(Records from a point-labeling set)

------------------------------------------------------------------------

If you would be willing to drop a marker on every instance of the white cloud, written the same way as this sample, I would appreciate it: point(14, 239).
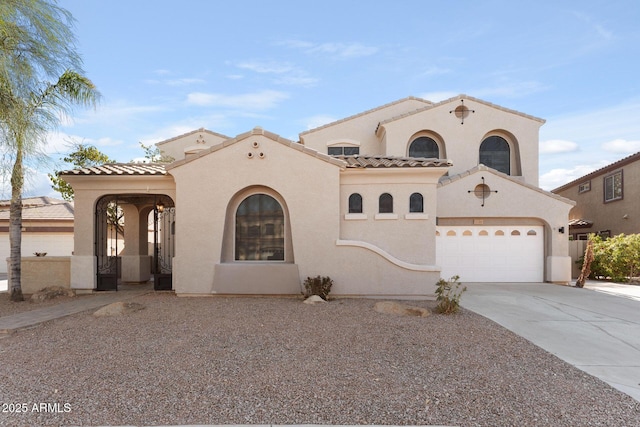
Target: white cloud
point(557, 146)
point(621, 146)
point(317, 121)
point(262, 100)
point(335, 50)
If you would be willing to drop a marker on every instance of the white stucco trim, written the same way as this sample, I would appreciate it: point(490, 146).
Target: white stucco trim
point(354, 217)
point(387, 256)
point(416, 215)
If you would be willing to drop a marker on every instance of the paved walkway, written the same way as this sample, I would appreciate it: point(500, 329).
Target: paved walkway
point(595, 331)
point(9, 324)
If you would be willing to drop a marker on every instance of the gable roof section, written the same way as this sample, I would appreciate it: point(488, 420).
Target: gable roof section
point(446, 180)
point(364, 113)
point(123, 169)
point(259, 131)
point(458, 98)
point(392, 162)
point(193, 132)
point(609, 168)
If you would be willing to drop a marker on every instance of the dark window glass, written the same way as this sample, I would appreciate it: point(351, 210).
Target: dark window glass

------------------------------------------------------------------------

**Problem requirements**
Copy the entire listing above line for line, leaving out the pictures.

**Correct result**
If you would be willing to drop a marker on every instance of the white cloud, written the same way as this sample, I would appreciate it: point(14, 239).
Target: white cloud
point(557, 146)
point(621, 146)
point(317, 121)
point(262, 100)
point(335, 50)
If you would be willing to drop a marker on every instance of the white stucco trim, written the same way as this sample, I would appreciate it: point(490, 146).
Target: white stucco trim
point(354, 217)
point(387, 256)
point(416, 215)
If you would be willing to drop a marker on every instance of the paved walkway, written the same way as this sample, I would appreciate it: point(500, 329).
Target: paved walkway
point(595, 331)
point(9, 324)
If you would be willing to drop a marker on every instance of the gable roof section, written the same way as this sample, I would appreciate it: point(488, 420).
Target: gable roof section
point(446, 180)
point(364, 113)
point(123, 169)
point(259, 131)
point(458, 98)
point(392, 162)
point(193, 132)
point(609, 168)
If you would be willing to drop a marker on every instance of the dark window glass, written the same way as this sample, I would appreciate it: point(351, 210).
Target: dark window glass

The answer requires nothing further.